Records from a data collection
◆ ◆ ◆
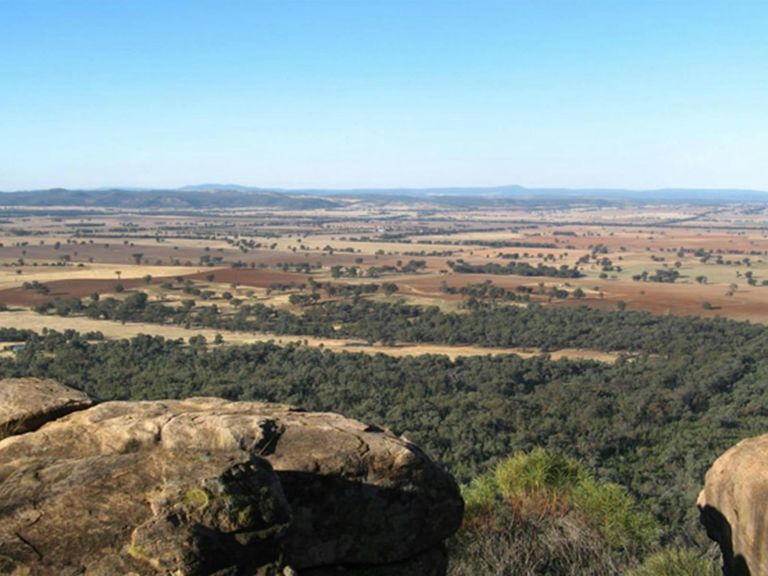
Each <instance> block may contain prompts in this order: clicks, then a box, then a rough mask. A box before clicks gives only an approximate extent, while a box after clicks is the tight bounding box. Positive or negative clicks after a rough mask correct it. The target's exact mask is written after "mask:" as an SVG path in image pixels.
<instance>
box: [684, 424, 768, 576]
mask: <svg viewBox="0 0 768 576" xmlns="http://www.w3.org/2000/svg"><path fill="white" fill-rule="evenodd" d="M698 506H699V511H700V512H701V521H702V523H703V524H704V526H705V528H706V530H707V534H708V535H709V537H710V538H712V539H713V540H714V541H716V542H717V543H718V544H719V545H720V549H721V551H722V553H723V563H724V567H723V573H724V574H725V575H726V576H746V575H749V574H752V575H753V576H755V575H758V574H768V435H764V436H758V437H756V438H749V439H747V440H742V441H741V442H739V443H738V444H736V445H735V446H734V447H732V448H731V449H729V450H728V451H726V452H725V453H724V454H723V455H722V456H720V457H719V458H718V459H717V460H716V461H715V463H714V464H713V465H712V467H711V468H710V469H709V471H708V472H707V475H706V479H705V483H704V489H703V490H702V491H701V493H700V494H699V499H698Z"/></svg>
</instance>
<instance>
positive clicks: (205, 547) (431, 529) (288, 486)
mask: <svg viewBox="0 0 768 576" xmlns="http://www.w3.org/2000/svg"><path fill="white" fill-rule="evenodd" d="M462 512H463V503H462V500H461V497H460V495H459V491H458V488H457V485H456V483H455V481H454V480H453V478H452V477H451V476H450V475H448V474H447V473H445V472H444V471H443V470H442V469H441V468H439V467H438V466H437V465H435V464H434V463H433V462H431V461H430V460H429V458H427V457H426V456H425V455H424V454H423V453H422V452H421V451H420V450H419V449H418V448H417V447H415V446H414V445H412V444H411V443H409V442H407V441H406V440H403V439H401V438H398V437H395V436H394V435H392V434H389V433H387V432H384V431H383V430H381V429H379V428H376V427H369V426H366V425H365V424H362V423H360V422H357V421H354V420H350V419H347V418H344V417H342V416H339V415H337V414H330V413H308V412H301V411H296V410H294V409H292V408H290V407H287V406H279V405H271V404H263V403H254V402H228V401H225V400H221V399H216V398H193V399H189V400H169V401H155V402H105V403H103V404H99V405H96V406H93V407H91V408H88V409H86V410H81V411H78V412H74V413H71V414H69V415H67V416H65V417H63V418H60V419H58V420H55V421H52V422H49V423H48V424H46V425H44V426H43V427H42V428H40V429H39V430H37V431H35V432H31V433H28V434H23V435H19V436H13V437H9V438H6V439H5V440H2V441H0V572H2V571H3V570H2V568H3V562H5V564H6V566H16V567H17V569H20V567H24V569H27V570H31V573H32V574H50V573H58V572H57V571H60V570H81V571H83V570H84V571H85V573H87V574H101V573H110V572H111V573H128V572H134V573H136V574H155V573H171V572H173V571H174V570H175V571H176V572H177V573H179V574H208V573H212V572H211V571H212V570H213V569H214V568H215V569H216V570H222V569H237V570H242V569H244V568H247V570H249V572H247V573H249V574H250V573H254V574H255V573H257V572H256V570H257V568H258V569H259V570H262V572H259V573H264V574H267V573H279V570H281V567H282V566H286V565H290V566H292V567H293V568H295V569H297V570H299V572H300V573H303V572H304V569H317V570H319V569H322V570H324V571H325V570H335V569H336V567H339V568H340V569H341V568H343V569H344V572H343V573H346V574H354V573H356V570H355V568H354V567H355V566H360V567H361V569H360V570H361V571H360V573H363V572H365V573H369V572H370V570H373V569H376V570H379V571H377V572H376V573H377V574H393V575H394V574H397V573H399V572H401V571H400V570H398V568H397V566H403V567H404V566H421V567H422V568H421V570H422V573H423V574H424V575H425V576H427V575H429V574H442V573H444V569H445V567H444V560H443V559H444V554H443V552H442V543H443V541H444V540H445V539H446V538H447V537H449V536H450V535H451V534H453V533H454V532H455V530H456V529H457V528H458V526H459V524H460V522H461V516H462ZM430 558H431V559H433V560H430V561H425V559H430ZM425 564H430V565H431V567H429V568H427V567H425V566H424V565H425ZM389 567H391V569H390V568H389ZM310 573H311V572H310ZM318 573H319V572H318ZM370 573H373V572H370Z"/></svg>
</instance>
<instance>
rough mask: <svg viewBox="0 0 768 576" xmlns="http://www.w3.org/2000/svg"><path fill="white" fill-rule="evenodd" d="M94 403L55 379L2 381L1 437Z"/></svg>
mask: <svg viewBox="0 0 768 576" xmlns="http://www.w3.org/2000/svg"><path fill="white" fill-rule="evenodd" d="M91 404H93V402H92V401H91V399H90V398H88V396H86V395H85V394H83V393H82V392H79V391H78V390H73V389H72V388H68V387H66V386H62V385H61V384H59V383H58V382H54V381H53V380H41V379H39V378H10V379H6V380H0V438H3V437H4V436H9V435H11V434H12V433H21V432H29V431H31V430H35V429H37V428H39V427H40V426H42V425H43V424H45V423H46V422H48V421H49V420H55V419H56V418H59V417H61V416H64V415H65V414H69V413H70V412H74V411H76V410H82V409H83V408H87V407H88V406H90V405H91Z"/></svg>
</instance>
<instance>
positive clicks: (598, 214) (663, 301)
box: [0, 200, 768, 323]
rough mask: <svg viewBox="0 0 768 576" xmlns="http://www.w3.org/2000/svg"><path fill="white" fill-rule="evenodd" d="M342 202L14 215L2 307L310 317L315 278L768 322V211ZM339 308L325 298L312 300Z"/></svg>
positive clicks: (556, 306) (482, 296) (5, 210)
mask: <svg viewBox="0 0 768 576" xmlns="http://www.w3.org/2000/svg"><path fill="white" fill-rule="evenodd" d="M337 202H338V206H336V207H333V208H310V209H304V210H295V209H288V210H285V209H282V210H281V209H270V210H265V209H258V208H243V209H216V210H198V211H195V210H185V211H183V212H182V213H178V214H177V213H172V212H168V211H163V210H151V209H132V210H127V211H123V210H117V209H110V208H87V207H81V208H78V209H76V210H73V209H72V208H70V207H67V208H61V209H56V208H55V207H53V208H49V207H46V208H40V207H29V208H27V209H25V210H21V209H19V207H16V206H14V207H12V208H11V207H9V208H6V209H5V210H4V212H5V213H6V214H7V215H6V216H4V217H3V216H0V219H2V225H0V226H1V227H0V303H2V304H5V305H8V306H18V307H25V308H30V309H31V308H34V307H35V306H37V305H40V304H41V303H43V302H46V301H48V300H50V299H52V298H86V297H89V296H91V295H92V294H99V295H101V296H106V295H112V296H117V297H120V293H118V290H120V291H122V294H123V295H125V294H127V293H130V292H131V291H136V290H142V291H145V292H147V293H148V294H149V296H150V297H151V298H152V299H158V300H161V301H170V302H172V301H179V300H180V299H182V298H181V296H188V295H189V293H188V292H189V291H187V293H186V294H180V292H179V291H178V290H175V291H174V290H167V289H164V288H163V286H166V287H167V286H168V284H169V282H176V283H177V284H179V283H181V282H186V283H188V284H191V285H193V286H196V287H197V288H193V289H192V291H193V292H194V291H196V290H197V291H206V292H207V293H208V298H209V299H212V300H213V301H216V302H219V303H221V304H222V305H223V308H227V307H228V303H227V302H226V301H223V300H222V299H221V298H220V297H219V296H220V295H221V294H224V293H229V294H231V295H232V296H233V298H234V299H235V301H239V302H261V303H264V304H268V305H271V306H276V307H278V308H286V309H292V310H294V311H299V312H300V311H301V310H302V308H304V307H306V305H307V303H306V302H305V303H304V305H296V304H295V303H296V302H297V301H298V299H297V298H296V297H294V298H293V301H294V304H291V302H290V300H291V295H297V294H308V293H310V292H311V291H312V289H311V288H309V285H308V283H309V281H310V279H311V281H312V282H315V283H332V284H335V285H339V286H342V285H343V286H351V285H362V284H371V283H378V284H383V283H387V284H391V285H394V286H396V287H397V288H396V292H392V293H390V294H389V295H387V296H386V297H385V296H384V295H382V294H381V293H380V292H379V293H372V292H371V293H367V294H362V295H360V294H358V295H356V296H355V297H362V298H370V299H379V300H380V299H382V298H396V299H401V300H403V301H405V302H408V303H414V304H418V305H424V306H430V305H435V306H438V307H441V308H442V309H445V310H461V309H462V308H463V307H465V305H466V302H467V300H468V299H469V298H472V297H473V293H475V292H477V288H476V287H477V286H479V285H481V284H483V283H490V284H492V286H493V287H494V290H496V292H499V293H501V292H508V293H511V294H513V295H515V296H516V298H514V299H513V298H511V297H507V299H506V302H507V305H521V304H522V305H527V304H528V303H530V302H535V303H539V304H541V305H543V306H549V307H563V306H564V307H569V306H582V305H586V306H589V307H594V308H599V309H613V308H616V307H617V306H620V307H622V308H626V309H629V310H644V311H649V312H652V313H654V314H675V315H696V316H703V317H725V318H732V319H737V320H750V321H753V322H762V323H765V322H768V298H766V295H767V294H768V235H767V234H766V231H765V230H766V228H765V223H766V220H768V214H767V213H766V210H765V209H764V208H763V207H760V206H744V205H733V206H729V205H725V206H718V207H702V206H695V205H691V206H687V205H659V206H656V205H642V206H637V207H635V208H633V209H628V208H622V207H616V206H614V207H607V208H601V207H591V206H579V205H576V206H564V207H555V208H553V207H551V206H547V207H545V208H542V207H539V208H535V207H534V208H529V209H521V208H515V207H510V208H505V209H499V210H493V211H487V210H472V209H463V208H453V209H447V208H444V207H443V208H441V209H440V210H436V208H435V206H431V205H430V203H429V202H428V201H426V200H425V201H423V202H422V203H421V204H419V203H417V204H413V203H410V204H403V205H401V204H398V203H397V202H390V203H386V204H385V205H378V204H377V203H373V202H368V203H366V202H360V201H347V202H343V201H337ZM562 270H565V271H567V274H560V272H561V271H562ZM558 275H560V276H565V277H558ZM41 285H42V286H43V287H40V286H41ZM25 286H26V287H27V288H25ZM29 286H37V287H38V288H39V289H38V290H35V289H34V288H32V289H30V288H29ZM348 292H349V291H348ZM486 292H487V290H486ZM338 298H339V296H330V295H327V294H321V295H320V296H319V297H318V298H316V299H315V300H314V301H313V302H312V304H317V303H319V302H323V301H326V300H329V299H336V300H337V299H338ZM489 298H491V297H488V296H485V295H483V296H481V299H486V300H487V299H489ZM491 299H493V300H498V299H499V298H498V295H497V297H496V298H491Z"/></svg>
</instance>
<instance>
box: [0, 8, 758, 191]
mask: <svg viewBox="0 0 768 576" xmlns="http://www.w3.org/2000/svg"><path fill="white" fill-rule="evenodd" d="M208 182H218V183H239V184H247V185H253V186H263V187H283V188H305V187H315V188H317V187H334V188H353V187H376V188H383V187H432V186H493V185H502V184H519V185H523V186H530V187H574V188H605V187H609V188H635V189H648V188H665V187H706V188H725V187H727V188H753V189H763V190H768V2H766V1H765V0H759V1H739V0H728V1H719V0H698V1H678V0H658V1H653V0H634V1H630V0H605V1H597V0H571V1H564V0H527V1H523V0H506V1H499V2H496V1H490V0H466V1H464V0H408V1H406V0H346V1H337V0H305V1H299V0H270V1H266V0H250V1H228V0H210V1H208V0H183V1H181V0H178V1H177V0H0V190H18V189H35V188H48V187H54V186H64V187H84V188H92V187H102V186H136V187H173V186H180V185H185V184H199V183H208Z"/></svg>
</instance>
◆ ◆ ◆
**YOUR TASK**
Among the lines above, find those that contain the word "rough" and copy them.

**RESULT OF THE TASK**
Each <instance> block may contain prompts in this order: clicks, then a box, then a rough mask. A box before clicks gives only an approximate extent, while a box after clicks is the tight bounding box. Positive or negative clicks after a rough mask correct it. The target's exact mask is written after "mask:" as an SVG path in image pixels.
rough mask: <svg viewBox="0 0 768 576" xmlns="http://www.w3.org/2000/svg"><path fill="white" fill-rule="evenodd" d="M94 403L55 379L2 381L1 437Z"/></svg>
rough mask: <svg viewBox="0 0 768 576" xmlns="http://www.w3.org/2000/svg"><path fill="white" fill-rule="evenodd" d="M342 202L14 215L2 307L310 317L315 278L768 322V211ZM339 308L325 298L312 300Z"/></svg>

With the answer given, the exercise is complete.